◆ WORK REQUIRED: Count the lines in the listing below that contain the string "positive", and give only that number.

◆ Stored records:

__________________________________________________

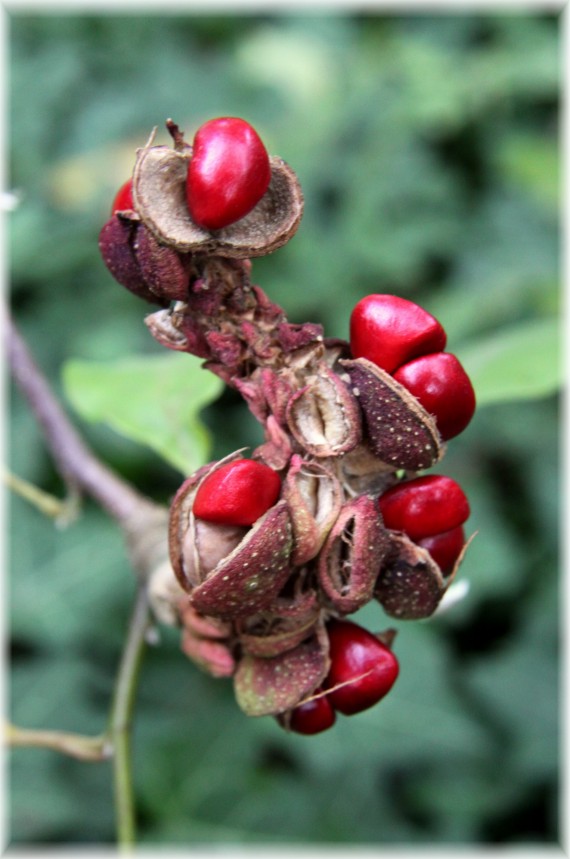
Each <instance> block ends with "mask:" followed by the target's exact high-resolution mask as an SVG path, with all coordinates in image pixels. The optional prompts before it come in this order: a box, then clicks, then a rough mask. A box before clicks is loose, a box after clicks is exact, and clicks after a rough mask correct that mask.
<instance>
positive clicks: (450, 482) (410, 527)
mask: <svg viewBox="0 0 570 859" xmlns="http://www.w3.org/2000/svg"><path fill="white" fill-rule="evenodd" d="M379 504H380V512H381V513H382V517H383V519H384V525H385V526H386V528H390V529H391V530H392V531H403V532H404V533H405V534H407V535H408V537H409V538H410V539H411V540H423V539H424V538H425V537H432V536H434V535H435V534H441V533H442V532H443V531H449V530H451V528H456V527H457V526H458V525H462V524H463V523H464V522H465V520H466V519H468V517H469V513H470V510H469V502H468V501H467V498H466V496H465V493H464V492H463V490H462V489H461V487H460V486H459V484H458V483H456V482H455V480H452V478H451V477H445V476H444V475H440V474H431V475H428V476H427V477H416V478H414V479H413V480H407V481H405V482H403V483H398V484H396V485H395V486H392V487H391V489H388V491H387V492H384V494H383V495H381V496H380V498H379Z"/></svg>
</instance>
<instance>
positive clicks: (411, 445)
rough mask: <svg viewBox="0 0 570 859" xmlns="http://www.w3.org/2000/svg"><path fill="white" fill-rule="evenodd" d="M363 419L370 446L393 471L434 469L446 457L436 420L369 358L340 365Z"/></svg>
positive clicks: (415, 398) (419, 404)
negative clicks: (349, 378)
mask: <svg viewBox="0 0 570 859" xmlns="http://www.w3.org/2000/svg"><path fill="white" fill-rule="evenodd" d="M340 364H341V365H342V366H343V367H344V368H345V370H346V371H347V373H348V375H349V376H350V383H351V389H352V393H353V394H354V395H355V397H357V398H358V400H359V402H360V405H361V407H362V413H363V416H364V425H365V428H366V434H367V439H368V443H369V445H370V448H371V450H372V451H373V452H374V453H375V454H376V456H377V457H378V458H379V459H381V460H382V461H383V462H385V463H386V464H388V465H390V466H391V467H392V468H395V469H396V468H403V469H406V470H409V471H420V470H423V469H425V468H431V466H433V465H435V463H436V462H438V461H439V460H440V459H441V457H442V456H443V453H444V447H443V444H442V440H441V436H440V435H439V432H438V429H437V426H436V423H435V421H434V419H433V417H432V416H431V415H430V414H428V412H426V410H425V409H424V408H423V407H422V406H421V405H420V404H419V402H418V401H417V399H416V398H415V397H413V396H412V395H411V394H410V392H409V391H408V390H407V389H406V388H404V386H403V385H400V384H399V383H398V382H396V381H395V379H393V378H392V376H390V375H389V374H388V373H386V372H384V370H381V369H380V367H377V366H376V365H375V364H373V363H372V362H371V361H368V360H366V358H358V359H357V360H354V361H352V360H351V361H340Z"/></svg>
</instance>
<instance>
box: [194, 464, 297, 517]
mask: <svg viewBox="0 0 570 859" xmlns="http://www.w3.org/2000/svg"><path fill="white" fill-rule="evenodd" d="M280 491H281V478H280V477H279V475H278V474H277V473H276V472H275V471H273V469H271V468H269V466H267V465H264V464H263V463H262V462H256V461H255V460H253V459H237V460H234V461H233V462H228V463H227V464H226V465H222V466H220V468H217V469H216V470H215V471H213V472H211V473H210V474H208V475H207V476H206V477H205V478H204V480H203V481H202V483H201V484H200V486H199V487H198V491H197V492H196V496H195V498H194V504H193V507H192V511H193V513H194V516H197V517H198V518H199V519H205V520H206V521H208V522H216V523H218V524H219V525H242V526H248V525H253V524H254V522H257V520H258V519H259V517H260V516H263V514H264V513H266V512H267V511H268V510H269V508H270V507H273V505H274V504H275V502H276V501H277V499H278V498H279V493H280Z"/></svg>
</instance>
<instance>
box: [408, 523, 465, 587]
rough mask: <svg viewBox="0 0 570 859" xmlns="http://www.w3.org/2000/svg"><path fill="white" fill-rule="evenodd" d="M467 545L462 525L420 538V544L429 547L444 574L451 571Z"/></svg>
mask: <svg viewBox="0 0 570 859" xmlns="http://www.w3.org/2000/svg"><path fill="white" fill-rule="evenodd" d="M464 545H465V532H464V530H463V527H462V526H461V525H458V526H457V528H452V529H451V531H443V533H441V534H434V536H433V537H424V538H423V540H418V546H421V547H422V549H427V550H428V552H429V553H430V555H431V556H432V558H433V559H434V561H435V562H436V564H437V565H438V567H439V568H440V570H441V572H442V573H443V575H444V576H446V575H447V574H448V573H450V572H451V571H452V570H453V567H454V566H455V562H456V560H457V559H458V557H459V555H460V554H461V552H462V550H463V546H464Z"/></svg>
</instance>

__________________________________________________

◆ RESULT FOR THIS TASK: 3